Health Insurance For Expats
I received a question about health insurance for short-term visitors to Buenos Aires. Although I'm not entirely positive about this issue, I'll try as best as I can to answer it.
I am moving to BA for four months starting in March. You mentioned that you have good, inexpensive health insurance. Can I get health insurance for only four months and without a DNI? I'm just planning to do the 90-day travel visa, which I'll renew for the last month. My US insurance (through my law firm) will only cover "emergencies" and for that they charge $475/month, which I don't want to pay.
Health Insurance Without a DNI
I'm not sure whether or not it is possible to get health insurance without a DNI or residency visa. My guess is that it would be up to each individual provider. I have a faint memory of Hospital Alemán asking me to provide either a DNI or passport when I signed up. I don't remember for sure, though. They could have just asked me for my DNI and I'm remembering incorrectly.
Maybe some other expat who doesn't have a visa/DNI could comment on this issue? Did anyone out there get a health plan without being an official resident?
Regular health needs are so cheap here that you really don't need health insurance. The last few times I came here (when I wasn't a resident), I regularly went to the dentist, a doctor, bought medicine, etc., and I didn't have a health plan. You might pay $100 pesos for a doctor or dentist visit, for example.

* [Provided data]
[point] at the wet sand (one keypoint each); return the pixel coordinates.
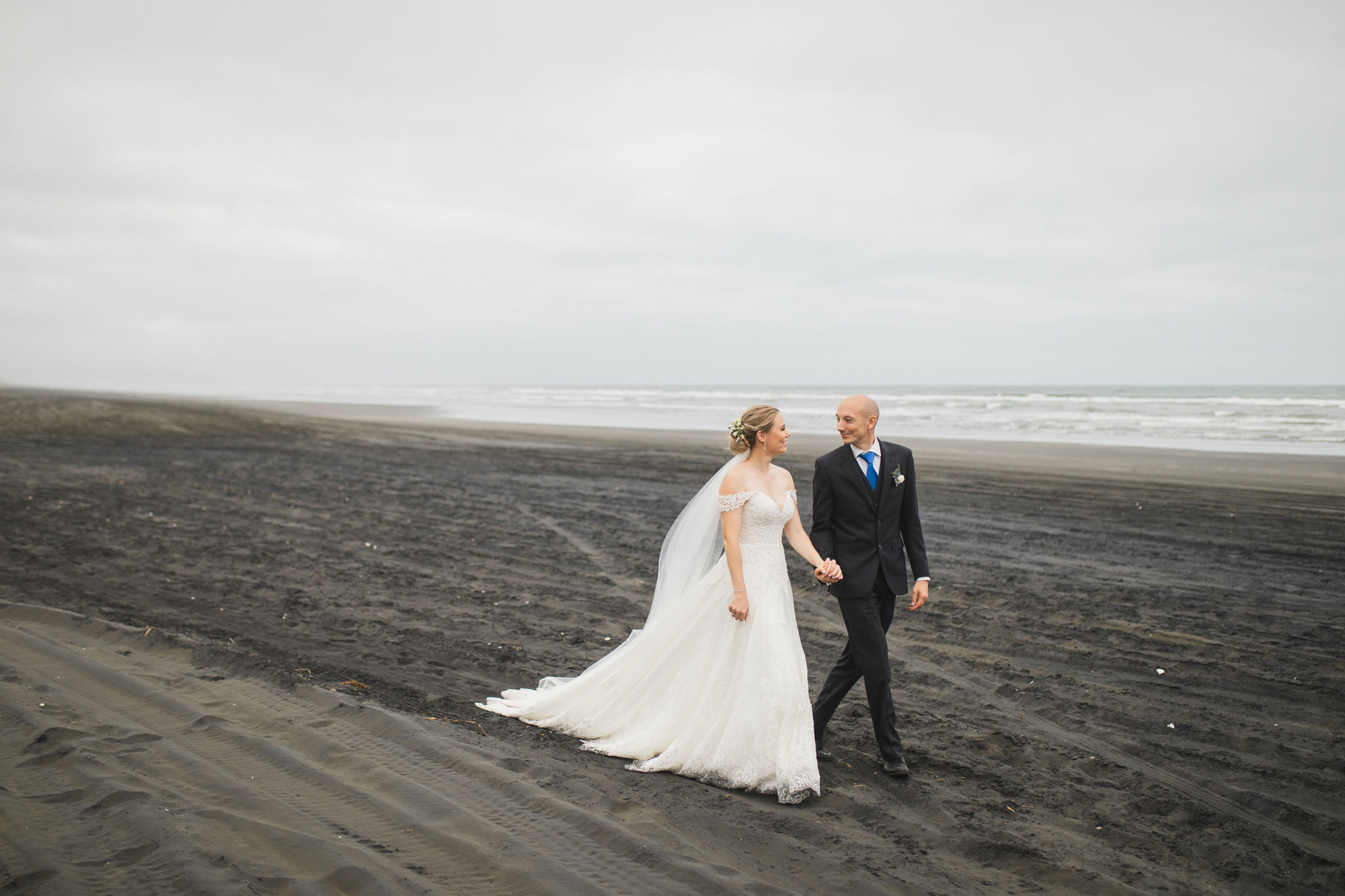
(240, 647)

* * *

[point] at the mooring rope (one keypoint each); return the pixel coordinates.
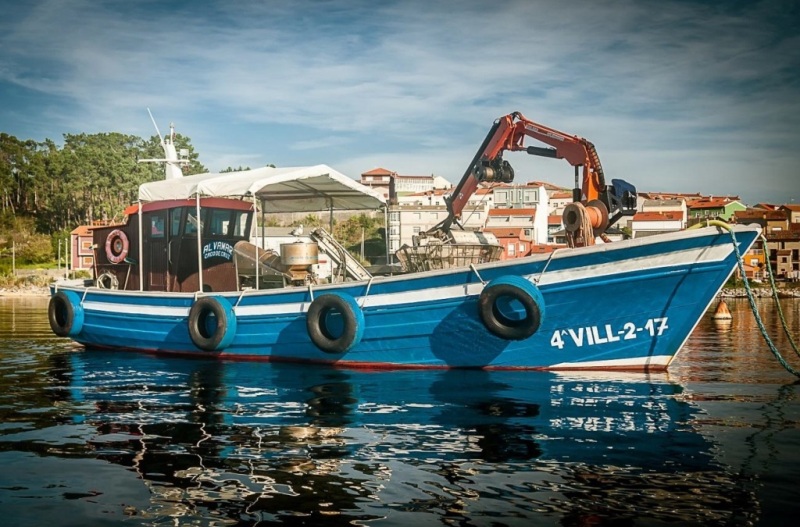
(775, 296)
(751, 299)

* [Assignment 1] From the post on health insurance for expats, copy the text from "I am moving" up to and including "want to pay." word for word.
* [Assignment 2] According to the post on health insurance for expats, how much might a doctor or dentist visit cost?

* [Task output 1]
I am moving to BA for four months starting in March. You mentioned that you have good, inexpensive health insurance. Can I get health insurance for only four months and without a DNI? I'm just planning to do the 90-day travel visa, which I'll renew for the last month. My US insurance (through my law firm) will only cover "emergencies" and for that they charge $475/month, which I don't want to pay.

* [Task output 2] $100 pesos.